Collected data →
<<<<

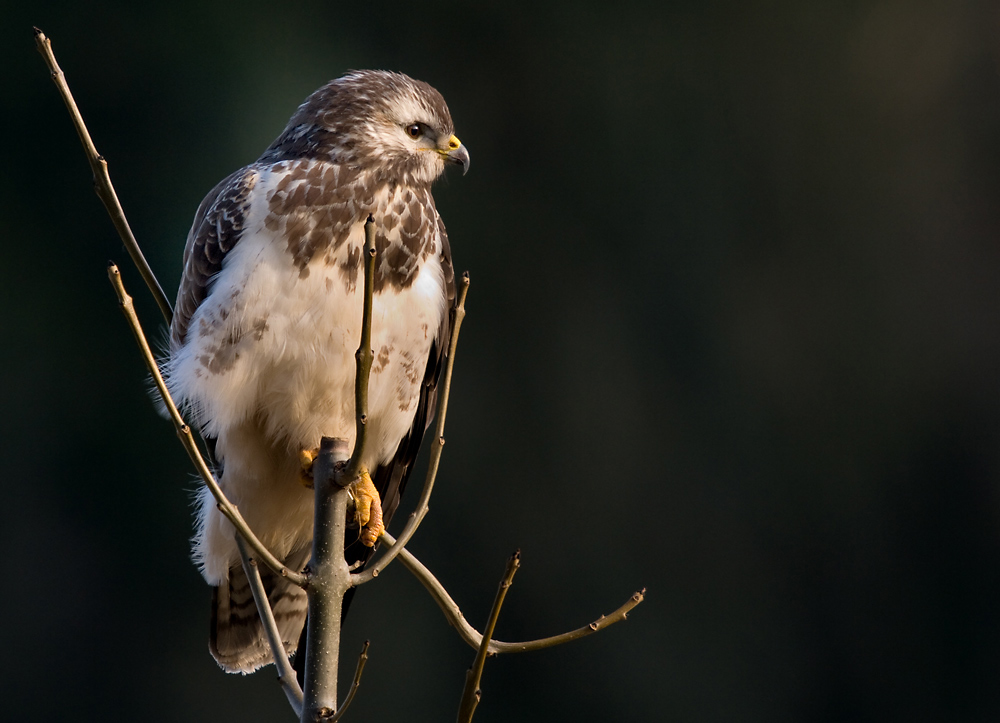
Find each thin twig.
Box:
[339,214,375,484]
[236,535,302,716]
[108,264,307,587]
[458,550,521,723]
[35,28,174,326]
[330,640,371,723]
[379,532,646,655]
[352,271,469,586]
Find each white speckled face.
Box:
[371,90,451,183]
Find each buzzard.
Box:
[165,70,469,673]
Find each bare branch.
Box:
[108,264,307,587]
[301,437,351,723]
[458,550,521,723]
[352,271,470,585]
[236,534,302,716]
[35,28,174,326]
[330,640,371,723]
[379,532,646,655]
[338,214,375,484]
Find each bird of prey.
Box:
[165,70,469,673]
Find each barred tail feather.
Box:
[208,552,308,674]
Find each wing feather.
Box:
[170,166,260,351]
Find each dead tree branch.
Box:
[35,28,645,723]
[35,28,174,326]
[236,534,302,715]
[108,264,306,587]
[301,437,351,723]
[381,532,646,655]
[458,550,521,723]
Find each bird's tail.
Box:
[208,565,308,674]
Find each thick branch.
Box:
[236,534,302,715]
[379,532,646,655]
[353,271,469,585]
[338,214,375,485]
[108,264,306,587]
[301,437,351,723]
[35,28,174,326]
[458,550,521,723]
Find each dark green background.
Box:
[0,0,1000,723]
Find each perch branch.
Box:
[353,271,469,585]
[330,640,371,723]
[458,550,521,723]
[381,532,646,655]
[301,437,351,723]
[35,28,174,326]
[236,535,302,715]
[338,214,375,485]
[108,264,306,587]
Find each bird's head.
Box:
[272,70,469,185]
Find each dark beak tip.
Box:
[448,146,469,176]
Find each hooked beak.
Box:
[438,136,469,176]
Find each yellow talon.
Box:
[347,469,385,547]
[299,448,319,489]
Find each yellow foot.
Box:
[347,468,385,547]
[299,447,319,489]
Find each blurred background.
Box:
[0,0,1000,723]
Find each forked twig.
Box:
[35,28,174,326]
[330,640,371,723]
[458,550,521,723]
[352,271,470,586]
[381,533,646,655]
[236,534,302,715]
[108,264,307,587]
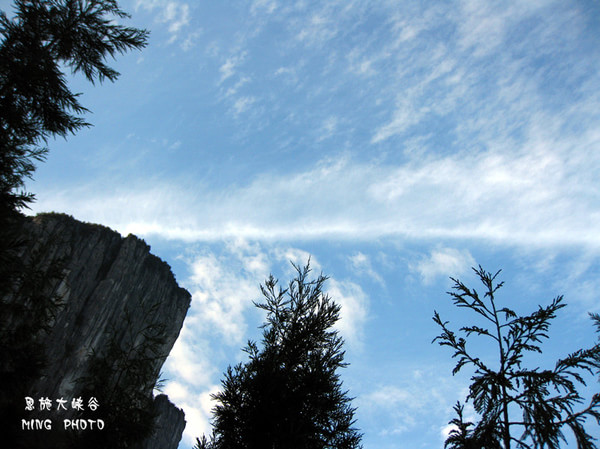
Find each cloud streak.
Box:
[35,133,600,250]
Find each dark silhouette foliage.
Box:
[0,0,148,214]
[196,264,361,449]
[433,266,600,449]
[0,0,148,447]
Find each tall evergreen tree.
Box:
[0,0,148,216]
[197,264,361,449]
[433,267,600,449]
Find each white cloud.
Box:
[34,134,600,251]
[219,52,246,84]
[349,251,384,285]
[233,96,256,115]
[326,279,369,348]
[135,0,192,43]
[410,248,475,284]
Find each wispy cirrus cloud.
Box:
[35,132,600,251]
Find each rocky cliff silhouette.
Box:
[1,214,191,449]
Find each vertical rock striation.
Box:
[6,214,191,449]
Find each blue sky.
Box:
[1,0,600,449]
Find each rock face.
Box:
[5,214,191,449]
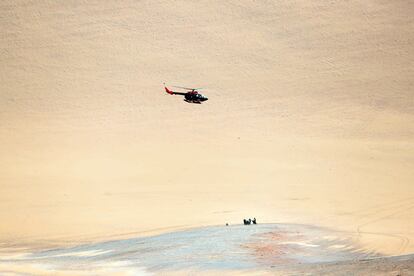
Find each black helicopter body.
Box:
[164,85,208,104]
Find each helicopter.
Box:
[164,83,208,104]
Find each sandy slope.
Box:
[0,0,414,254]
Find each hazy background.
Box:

>>>>

Exercise objective →
Arrange every line of the items above as a numbered list, leaving out blank lines. Omit the pictures from your answer.

Solution →
1. Find each thin twig.
2. Box:
3. [339,214,375,484]
4. [236,535,302,716]
5. [108,264,307,587]
6. [458,550,521,723]
7. [35,28,174,326]
8. [330,640,371,723]
9. [379,532,646,655]
10. [352,271,469,586]
11. Find each white speckled face.
12. Box:
13. [371,90,451,183]
14. Find each buzzard.
15. Box:
16. [165,70,469,673]
17. Find each bare branch.
18. Box:
19. [108,264,307,587]
20. [301,437,351,723]
21. [458,550,521,723]
22. [352,271,470,585]
23. [236,534,302,716]
24. [35,28,174,326]
25. [330,640,371,723]
26. [379,532,646,655]
27. [338,214,375,484]
28. Find each bird of prey.
29. Box:
30. [165,70,469,673]
31. Find each barred tail feather.
32. Box:
33. [208,552,308,674]
34. Find each wing feather.
35. Box:
36. [170,166,260,351]
37. Find each dead tree branch.
38. Box:
39. [35,28,645,723]
40. [35,28,174,326]
41. [236,534,302,715]
42. [108,264,306,587]
43. [301,437,351,723]
44. [381,532,646,655]
45. [458,550,521,723]
46. Find each bird's tail.
47. Box:
48. [208,565,308,674]
49. Find each thick branch.
50. Box:
51. [236,534,302,715]
52. [379,532,646,655]
53. [353,271,469,585]
54. [338,214,375,485]
55. [108,264,306,587]
56. [301,437,351,723]
57. [35,28,174,326]
58. [458,550,521,723]
59. Find each dark green background.
60. Box:
61. [0,0,1000,723]
62. Find each perch branch.
63. Box:
64. [353,271,469,585]
65. [330,640,371,723]
66. [458,550,521,723]
67. [381,532,646,655]
68. [301,437,351,723]
69. [35,28,174,326]
70. [236,535,302,715]
71. [338,214,375,485]
72. [108,264,306,587]
73. Find each bird's head.
74. Box:
75. [272,70,469,185]
76. Find each dark beak tip.
77. Box:
78. [448,146,469,176]
79. Find each hooked beak.
80. Box:
81. [438,136,469,176]
82. Find each yellow talon.
83. Box:
84. [347,469,385,547]
85. [299,448,319,489]
86. Find each yellow foot.
87. Box:
88. [347,468,385,547]
89. [299,447,319,489]
90. Find each blurred background.
91. Box:
92. [0,0,1000,723]
93. Find each forked twig.
94. Box:
95. [35,28,174,326]
96. [330,640,371,723]
97. [458,550,521,723]
98. [352,271,470,586]
99. [381,533,646,655]
100. [236,534,302,715]
101. [108,264,307,587]
102. Find each cloud streak.
103. Box:
104. [35,133,600,250]
105. Find each dark silhouette foliage.
106. Box:
107. [0,0,148,214]
108. [196,264,361,449]
109. [433,266,600,449]
110. [0,0,148,447]
111. Find each tall evergreen tree.
112. Box:
113. [0,0,148,216]
114. [197,264,361,449]
115. [433,267,600,449]
116. Find each white cloud.
117. Box:
118. [34,134,600,251]
119. [219,52,246,84]
120. [349,251,384,285]
121. [233,96,256,115]
122. [326,279,369,348]
123. [135,0,192,43]
124. [410,248,475,284]
125. Find each wispy cirrus cloud.
126. Box:
127. [35,132,600,251]
128. Find each rocky cliff silhouette.
129. Box:
130. [1,214,191,449]
131. Find each vertical rock striation.
132. Box:
133. [6,214,191,449]
134. Find each blue sky.
135. Box:
136. [1,0,600,449]
137. Find each rock face.
138. Box:
139. [5,214,191,449]
140. Find each black helicopter body.
141. Box:
142. [164,85,208,104]
143. Find each helicopter.
144. Box:
145. [164,83,208,104]
146. Find each sandy slope.
147. Box:
148. [0,0,414,254]
149. Find each hazy background.
150. Box:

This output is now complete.